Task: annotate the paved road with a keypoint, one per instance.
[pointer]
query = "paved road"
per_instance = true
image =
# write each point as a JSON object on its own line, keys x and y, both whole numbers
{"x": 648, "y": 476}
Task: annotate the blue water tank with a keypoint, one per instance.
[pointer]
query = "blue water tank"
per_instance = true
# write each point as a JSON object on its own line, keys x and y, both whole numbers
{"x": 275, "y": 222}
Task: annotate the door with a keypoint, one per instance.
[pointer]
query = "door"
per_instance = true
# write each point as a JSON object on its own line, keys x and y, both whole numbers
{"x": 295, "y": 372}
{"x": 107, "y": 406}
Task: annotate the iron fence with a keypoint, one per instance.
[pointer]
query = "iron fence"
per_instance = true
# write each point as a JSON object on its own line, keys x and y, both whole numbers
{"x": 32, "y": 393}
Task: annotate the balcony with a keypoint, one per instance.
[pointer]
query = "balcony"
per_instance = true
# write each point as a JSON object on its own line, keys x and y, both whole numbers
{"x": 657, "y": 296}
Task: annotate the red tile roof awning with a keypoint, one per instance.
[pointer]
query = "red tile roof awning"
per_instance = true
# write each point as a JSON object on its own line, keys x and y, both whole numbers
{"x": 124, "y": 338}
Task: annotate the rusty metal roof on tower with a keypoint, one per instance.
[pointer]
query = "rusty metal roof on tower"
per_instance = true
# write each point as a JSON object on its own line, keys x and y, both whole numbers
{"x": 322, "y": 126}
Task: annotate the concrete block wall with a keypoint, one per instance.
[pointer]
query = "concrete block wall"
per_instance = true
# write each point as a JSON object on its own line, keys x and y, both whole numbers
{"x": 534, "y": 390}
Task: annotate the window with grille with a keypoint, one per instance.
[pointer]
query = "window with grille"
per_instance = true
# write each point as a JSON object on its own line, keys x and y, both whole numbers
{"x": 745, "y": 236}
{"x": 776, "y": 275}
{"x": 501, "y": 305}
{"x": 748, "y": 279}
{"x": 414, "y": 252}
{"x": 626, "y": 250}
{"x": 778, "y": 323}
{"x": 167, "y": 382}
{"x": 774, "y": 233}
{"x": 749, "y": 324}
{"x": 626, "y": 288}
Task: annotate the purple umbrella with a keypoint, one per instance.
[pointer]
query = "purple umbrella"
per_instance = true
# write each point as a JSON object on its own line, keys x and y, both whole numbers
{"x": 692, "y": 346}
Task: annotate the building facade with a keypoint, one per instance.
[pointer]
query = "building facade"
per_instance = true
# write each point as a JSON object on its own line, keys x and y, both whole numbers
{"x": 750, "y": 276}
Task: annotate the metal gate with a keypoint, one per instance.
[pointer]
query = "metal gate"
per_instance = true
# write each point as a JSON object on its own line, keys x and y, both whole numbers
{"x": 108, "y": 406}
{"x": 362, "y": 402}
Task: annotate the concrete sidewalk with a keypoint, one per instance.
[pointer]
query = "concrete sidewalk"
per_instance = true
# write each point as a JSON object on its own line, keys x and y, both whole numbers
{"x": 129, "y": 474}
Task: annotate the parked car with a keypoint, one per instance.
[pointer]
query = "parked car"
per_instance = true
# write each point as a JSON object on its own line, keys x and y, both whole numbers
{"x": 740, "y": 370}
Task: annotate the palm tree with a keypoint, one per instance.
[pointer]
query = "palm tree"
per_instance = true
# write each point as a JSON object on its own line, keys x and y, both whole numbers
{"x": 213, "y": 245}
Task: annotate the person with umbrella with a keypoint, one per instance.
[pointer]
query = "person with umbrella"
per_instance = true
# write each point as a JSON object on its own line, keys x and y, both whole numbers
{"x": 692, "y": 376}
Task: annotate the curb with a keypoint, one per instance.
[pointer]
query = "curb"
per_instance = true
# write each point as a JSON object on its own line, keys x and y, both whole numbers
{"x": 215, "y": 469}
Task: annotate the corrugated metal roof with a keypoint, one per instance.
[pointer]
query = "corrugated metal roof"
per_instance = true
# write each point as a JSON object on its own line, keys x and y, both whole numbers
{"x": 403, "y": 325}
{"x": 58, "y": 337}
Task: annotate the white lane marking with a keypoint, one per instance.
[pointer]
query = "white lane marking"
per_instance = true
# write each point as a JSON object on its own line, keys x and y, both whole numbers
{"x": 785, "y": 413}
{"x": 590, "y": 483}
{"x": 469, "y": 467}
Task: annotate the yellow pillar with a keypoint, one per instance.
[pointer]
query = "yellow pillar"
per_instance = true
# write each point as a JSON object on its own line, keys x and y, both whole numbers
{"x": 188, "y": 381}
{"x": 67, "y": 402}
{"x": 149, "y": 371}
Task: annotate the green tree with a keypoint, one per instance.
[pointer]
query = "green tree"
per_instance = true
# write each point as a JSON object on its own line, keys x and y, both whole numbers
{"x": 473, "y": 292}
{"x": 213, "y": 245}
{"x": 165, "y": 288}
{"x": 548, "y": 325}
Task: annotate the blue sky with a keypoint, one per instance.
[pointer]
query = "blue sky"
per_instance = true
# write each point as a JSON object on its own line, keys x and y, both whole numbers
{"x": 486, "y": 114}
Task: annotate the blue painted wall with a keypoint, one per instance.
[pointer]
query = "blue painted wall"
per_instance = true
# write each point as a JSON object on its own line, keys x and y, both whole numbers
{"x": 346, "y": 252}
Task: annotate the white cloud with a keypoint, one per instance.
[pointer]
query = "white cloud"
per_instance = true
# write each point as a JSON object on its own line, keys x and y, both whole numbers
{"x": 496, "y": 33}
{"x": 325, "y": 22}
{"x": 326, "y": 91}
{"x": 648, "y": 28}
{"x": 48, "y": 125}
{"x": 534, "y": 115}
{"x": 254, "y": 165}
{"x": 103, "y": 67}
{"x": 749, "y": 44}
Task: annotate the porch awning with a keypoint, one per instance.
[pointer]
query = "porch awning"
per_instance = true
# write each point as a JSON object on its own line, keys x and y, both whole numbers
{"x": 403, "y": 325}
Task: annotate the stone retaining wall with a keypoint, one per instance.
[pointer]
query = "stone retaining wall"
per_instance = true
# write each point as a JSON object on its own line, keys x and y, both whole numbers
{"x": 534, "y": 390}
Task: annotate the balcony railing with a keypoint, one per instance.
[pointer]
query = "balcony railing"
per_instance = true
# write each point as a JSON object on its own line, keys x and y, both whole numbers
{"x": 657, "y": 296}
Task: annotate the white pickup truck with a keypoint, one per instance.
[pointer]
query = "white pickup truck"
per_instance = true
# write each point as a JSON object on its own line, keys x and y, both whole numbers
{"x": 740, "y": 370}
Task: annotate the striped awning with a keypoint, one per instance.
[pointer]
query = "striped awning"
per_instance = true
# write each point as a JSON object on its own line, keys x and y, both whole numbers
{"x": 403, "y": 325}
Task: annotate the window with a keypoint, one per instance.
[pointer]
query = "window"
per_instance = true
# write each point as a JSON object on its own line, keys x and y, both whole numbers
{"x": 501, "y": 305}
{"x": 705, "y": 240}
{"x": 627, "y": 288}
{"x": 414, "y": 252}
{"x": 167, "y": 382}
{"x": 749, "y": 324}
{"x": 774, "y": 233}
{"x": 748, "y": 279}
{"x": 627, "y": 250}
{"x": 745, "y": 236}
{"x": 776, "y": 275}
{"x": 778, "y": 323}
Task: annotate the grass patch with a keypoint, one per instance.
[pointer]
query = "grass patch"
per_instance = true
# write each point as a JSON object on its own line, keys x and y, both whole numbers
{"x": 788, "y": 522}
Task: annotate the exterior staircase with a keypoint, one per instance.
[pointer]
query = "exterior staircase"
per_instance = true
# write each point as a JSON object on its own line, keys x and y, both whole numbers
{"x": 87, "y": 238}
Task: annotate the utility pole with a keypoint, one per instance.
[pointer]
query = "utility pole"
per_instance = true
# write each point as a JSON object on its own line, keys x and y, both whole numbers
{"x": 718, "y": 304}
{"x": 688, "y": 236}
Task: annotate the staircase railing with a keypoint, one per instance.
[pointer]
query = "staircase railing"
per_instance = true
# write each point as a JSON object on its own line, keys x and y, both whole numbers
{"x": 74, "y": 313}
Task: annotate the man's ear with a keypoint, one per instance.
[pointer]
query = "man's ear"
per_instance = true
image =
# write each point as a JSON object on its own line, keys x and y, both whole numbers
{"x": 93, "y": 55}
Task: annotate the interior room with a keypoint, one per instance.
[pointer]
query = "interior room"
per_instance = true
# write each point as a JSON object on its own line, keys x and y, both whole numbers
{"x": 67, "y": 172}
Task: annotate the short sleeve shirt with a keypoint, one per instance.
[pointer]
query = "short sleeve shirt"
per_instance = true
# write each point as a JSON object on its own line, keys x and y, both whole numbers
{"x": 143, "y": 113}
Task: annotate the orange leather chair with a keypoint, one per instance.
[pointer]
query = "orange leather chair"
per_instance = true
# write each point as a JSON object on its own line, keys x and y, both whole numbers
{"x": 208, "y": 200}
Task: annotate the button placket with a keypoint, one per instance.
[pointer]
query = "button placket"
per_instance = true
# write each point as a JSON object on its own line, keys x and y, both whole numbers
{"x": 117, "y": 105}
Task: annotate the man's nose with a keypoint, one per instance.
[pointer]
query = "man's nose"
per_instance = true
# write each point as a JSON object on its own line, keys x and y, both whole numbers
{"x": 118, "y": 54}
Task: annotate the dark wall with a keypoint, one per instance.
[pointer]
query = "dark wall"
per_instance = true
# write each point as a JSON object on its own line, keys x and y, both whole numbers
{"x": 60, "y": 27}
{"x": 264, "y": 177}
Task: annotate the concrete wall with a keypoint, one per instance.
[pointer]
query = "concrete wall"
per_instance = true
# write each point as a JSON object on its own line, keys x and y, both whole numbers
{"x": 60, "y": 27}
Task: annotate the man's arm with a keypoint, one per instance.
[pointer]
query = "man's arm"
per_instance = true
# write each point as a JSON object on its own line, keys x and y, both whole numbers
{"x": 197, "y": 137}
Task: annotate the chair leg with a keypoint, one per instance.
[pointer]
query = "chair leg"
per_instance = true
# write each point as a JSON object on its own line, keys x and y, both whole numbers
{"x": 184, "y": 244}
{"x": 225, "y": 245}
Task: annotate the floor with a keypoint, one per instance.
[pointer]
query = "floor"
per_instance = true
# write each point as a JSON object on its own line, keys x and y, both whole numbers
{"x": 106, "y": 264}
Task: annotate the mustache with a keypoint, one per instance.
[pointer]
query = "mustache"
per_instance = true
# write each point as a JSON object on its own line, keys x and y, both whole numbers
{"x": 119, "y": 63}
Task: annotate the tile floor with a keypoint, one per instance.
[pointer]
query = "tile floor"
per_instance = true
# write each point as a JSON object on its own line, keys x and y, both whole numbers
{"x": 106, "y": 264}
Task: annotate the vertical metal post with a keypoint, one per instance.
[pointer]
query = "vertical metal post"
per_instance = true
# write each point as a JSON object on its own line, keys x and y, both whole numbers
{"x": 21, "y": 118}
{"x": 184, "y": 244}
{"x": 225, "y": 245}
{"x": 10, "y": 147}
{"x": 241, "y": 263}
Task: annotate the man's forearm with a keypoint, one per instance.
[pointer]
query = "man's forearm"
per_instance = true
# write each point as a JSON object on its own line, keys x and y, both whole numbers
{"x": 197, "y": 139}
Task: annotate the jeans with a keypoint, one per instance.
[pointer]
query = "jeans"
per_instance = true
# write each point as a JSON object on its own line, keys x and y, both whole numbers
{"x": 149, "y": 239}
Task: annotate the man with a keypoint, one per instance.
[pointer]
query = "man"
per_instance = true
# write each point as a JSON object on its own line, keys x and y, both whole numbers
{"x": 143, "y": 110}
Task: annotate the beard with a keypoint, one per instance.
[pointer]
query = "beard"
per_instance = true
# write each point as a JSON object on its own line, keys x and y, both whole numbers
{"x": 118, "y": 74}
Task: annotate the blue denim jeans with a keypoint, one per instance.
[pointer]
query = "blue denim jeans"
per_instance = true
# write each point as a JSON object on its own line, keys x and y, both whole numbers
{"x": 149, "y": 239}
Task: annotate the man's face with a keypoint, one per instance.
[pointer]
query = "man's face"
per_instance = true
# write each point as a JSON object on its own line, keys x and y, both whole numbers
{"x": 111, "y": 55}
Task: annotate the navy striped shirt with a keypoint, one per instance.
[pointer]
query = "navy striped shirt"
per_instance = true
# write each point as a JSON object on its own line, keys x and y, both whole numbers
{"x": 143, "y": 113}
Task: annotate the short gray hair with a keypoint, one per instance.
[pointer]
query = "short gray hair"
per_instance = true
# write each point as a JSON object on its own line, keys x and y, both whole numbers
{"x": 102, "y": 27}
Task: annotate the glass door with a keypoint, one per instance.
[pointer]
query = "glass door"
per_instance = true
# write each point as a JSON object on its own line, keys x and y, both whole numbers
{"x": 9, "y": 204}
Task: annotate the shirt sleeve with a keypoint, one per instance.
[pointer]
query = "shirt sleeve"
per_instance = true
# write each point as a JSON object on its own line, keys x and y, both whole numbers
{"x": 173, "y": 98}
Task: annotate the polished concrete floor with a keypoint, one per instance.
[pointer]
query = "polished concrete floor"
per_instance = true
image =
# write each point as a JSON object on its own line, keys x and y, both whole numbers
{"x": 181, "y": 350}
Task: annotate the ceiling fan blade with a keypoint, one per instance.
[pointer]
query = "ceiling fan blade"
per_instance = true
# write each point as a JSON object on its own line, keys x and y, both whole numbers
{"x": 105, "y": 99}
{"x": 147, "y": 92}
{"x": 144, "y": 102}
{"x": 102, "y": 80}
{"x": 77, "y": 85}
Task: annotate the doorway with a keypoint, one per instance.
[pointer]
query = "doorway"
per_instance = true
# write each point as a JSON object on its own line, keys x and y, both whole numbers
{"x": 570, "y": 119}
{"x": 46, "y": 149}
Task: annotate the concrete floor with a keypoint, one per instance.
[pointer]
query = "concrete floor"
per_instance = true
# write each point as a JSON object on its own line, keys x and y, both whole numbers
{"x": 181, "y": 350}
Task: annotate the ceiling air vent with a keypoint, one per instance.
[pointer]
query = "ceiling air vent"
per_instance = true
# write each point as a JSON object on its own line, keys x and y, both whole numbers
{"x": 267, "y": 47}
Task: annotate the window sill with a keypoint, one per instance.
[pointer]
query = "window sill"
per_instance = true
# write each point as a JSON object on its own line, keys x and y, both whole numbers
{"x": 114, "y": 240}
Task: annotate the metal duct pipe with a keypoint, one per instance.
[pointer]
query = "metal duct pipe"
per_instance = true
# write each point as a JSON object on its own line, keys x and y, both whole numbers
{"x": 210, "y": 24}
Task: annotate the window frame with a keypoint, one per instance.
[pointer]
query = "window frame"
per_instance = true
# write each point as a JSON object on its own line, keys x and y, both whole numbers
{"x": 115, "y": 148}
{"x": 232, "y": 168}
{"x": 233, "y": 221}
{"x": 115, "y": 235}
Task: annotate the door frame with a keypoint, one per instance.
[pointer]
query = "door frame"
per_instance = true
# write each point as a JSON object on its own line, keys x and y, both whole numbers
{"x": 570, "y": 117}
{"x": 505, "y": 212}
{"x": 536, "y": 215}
------------------------------------------------------------
Problem requirements: In the entries above, find every line with the word "interior" and list it.

Answer to this problem:
Task: annotate the interior room with a keypoint, one per instance.
query = "interior room"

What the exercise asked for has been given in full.